ENTRIES SHOWN:
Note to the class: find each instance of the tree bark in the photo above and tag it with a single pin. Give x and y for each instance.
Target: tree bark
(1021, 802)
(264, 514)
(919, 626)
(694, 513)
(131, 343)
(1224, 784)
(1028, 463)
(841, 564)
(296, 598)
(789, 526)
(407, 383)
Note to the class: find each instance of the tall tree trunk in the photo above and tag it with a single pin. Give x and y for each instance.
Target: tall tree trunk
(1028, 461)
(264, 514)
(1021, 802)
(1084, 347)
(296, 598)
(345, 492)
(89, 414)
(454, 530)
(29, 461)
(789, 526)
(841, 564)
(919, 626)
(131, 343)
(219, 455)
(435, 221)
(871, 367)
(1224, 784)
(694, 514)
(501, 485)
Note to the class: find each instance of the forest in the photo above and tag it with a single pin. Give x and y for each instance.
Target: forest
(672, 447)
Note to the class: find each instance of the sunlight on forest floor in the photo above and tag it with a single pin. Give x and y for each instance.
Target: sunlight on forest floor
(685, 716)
...
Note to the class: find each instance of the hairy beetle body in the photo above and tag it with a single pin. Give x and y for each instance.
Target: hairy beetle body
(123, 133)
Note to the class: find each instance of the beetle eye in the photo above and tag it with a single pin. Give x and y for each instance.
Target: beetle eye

REQUIRED WORK:
Reprint exactly the lines above that start at the one with "Target: tree bark" and end at the one with "Note to the class: find each instance of the tall", keeping both and adding none.

ANSWER TO THE PROBLEM:
Target: tree bark
(1021, 802)
(264, 514)
(919, 626)
(694, 513)
(131, 343)
(1224, 784)
(1028, 463)
(841, 564)
(296, 598)
(789, 526)
(407, 383)
Note to the class: find each instance of the tall tree trunk in the photo above and tag it with a single pin. Give x and y for each instance.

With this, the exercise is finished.